* **EXERCISE BRIEF**:
Word for word, reproduce every line of the data below.

* **EXTRACTED RECORDS**:
▽
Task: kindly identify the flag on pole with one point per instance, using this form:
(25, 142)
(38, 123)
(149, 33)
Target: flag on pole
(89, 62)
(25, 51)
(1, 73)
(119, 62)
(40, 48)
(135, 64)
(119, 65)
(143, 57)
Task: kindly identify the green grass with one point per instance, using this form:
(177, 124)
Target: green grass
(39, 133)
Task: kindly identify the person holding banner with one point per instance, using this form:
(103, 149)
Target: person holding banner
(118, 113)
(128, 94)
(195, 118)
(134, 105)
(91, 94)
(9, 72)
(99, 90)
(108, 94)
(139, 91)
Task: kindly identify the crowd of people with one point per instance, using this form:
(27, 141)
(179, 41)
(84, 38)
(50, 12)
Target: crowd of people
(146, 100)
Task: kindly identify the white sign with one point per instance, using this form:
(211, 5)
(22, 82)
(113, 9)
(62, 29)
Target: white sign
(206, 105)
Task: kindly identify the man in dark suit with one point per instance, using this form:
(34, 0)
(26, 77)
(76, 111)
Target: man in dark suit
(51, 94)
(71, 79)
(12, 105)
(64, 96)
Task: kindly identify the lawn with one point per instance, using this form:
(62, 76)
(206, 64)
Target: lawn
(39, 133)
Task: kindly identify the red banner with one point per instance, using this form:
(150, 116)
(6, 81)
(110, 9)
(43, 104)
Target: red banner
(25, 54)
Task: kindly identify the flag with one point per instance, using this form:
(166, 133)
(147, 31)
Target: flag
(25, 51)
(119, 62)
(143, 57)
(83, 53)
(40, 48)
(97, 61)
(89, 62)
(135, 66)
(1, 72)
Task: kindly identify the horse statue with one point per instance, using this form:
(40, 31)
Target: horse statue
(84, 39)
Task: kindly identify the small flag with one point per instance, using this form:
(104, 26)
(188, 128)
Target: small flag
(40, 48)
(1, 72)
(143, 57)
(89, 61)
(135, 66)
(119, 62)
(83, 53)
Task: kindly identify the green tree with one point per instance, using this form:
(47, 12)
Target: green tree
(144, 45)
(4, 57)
△
* **FINISHED EXERCISE**:
Task: kindly identify the flag on pole with one point per instance, using this form:
(25, 142)
(38, 123)
(149, 33)
Target: flag on pole
(89, 62)
(25, 51)
(1, 73)
(119, 62)
(40, 48)
(135, 64)
(119, 65)
(143, 57)
Task: kindly identify the green grass with one point per instance, using this form:
(177, 124)
Target: green grass
(39, 133)
Task: kindly identify the person holding banner with one point per instance, using this form:
(103, 149)
Target: person holding banner
(118, 113)
(128, 94)
(195, 118)
(134, 105)
(91, 94)
(9, 72)
(99, 90)
(108, 94)
(139, 91)
Task: kindly identify the crowd of people with one point per instance, using this form:
(27, 141)
(179, 41)
(84, 38)
(50, 12)
Target: crowd of people
(146, 100)
Task: kindly identify the white sign with one point per instance, using this form:
(211, 5)
(22, 82)
(113, 9)
(62, 29)
Target: white sign
(206, 105)
Task: kindly identify the man in dark suit with one point per instance, using this form:
(34, 0)
(26, 77)
(76, 111)
Target: man in dark suit
(51, 94)
(71, 79)
(12, 105)
(64, 96)
Task: kindly identify the lawn with one point per instance, using this form:
(62, 76)
(206, 64)
Target: lawn
(39, 133)
Task: kindly identify the red banner with one point per instance, using this form:
(150, 116)
(6, 81)
(110, 9)
(43, 104)
Target: red banner
(25, 54)
Task: kindly identify the flag with one point per instance, using this form:
(166, 133)
(147, 31)
Target: flag
(25, 51)
(119, 62)
(143, 57)
(83, 53)
(40, 48)
(97, 61)
(89, 62)
(135, 66)
(1, 72)
Task: kindly identify the horse statue with one point per instance, using this form:
(40, 31)
Target: horse statue
(84, 39)
Task: kindly identify the small flag with one point per instance, using this form:
(104, 26)
(188, 128)
Target: small flag
(40, 48)
(1, 72)
(143, 57)
(89, 61)
(135, 66)
(119, 62)
(83, 53)
Task: kindly identify the green tree with one point per instance, using this form:
(47, 12)
Target: green tree
(144, 45)
(4, 57)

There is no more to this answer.